Coordinate annotation records:
• • •
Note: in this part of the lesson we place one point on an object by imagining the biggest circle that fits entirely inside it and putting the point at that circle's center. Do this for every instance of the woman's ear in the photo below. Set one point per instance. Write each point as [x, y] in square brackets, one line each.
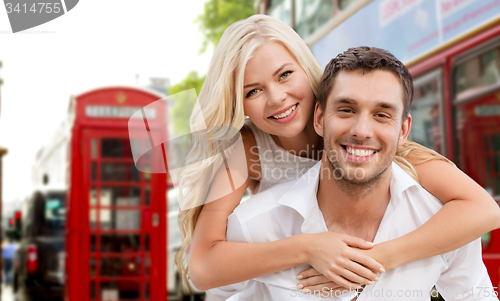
[318, 119]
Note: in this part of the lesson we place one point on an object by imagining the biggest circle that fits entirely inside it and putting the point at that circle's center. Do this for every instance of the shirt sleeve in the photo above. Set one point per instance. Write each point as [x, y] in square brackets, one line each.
[466, 277]
[234, 233]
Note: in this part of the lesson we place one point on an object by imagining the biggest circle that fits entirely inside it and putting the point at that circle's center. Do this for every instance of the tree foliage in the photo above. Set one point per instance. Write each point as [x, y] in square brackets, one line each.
[184, 106]
[218, 15]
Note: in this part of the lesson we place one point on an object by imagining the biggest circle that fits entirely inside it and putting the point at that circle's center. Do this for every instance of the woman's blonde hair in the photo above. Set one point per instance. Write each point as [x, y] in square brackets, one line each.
[221, 104]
• • •
WHAT IS BEING ASKED:
Write out all the lines in the records above as a numbered list, skipping any blank lines. Leave the pictures out.

RESPONSE FOR THIS EXERCISE:
1. Note: in this part of the lesson we place one point on an object by imagining the biggest circle that fits entirely inside it and putting the point at that circle's center. Do this for every instance of the woman's ear in the photo below. Set one point per instance. Write each point as [x, y] in square brackets, one line each.
2. [318, 119]
3. Note: in this part of the lesson we place one point on an object by imagining the biggest circle that fits entirely inside it and putting the point at that circle's center. Do this for every instance of the shirt sleeve in the photo above. Set one point per instance. Write each point as [x, y] in square brackets, one line each.
4. [466, 277]
5. [234, 233]
6. Note: in this part of the lesson we place one point on an object by imagining the biggest circle that fits entirely inside it and putting the point at that circle's center. Do this for every instance of the tree foliage in the photo above. Set one point per instance. Write each point as [x, y] in square brackets, one line each.
7. [184, 106]
8. [218, 15]
9. Note: in this part of the lesson we place one point on an object by imagining the biggest circle that fits entirely inside it and putting the point at that circle's center. Do this for every instance of the woman's blonde hair in the photo above. Set one point per instance. Write each point as [x, y] in square brackets, one line each.
10. [221, 104]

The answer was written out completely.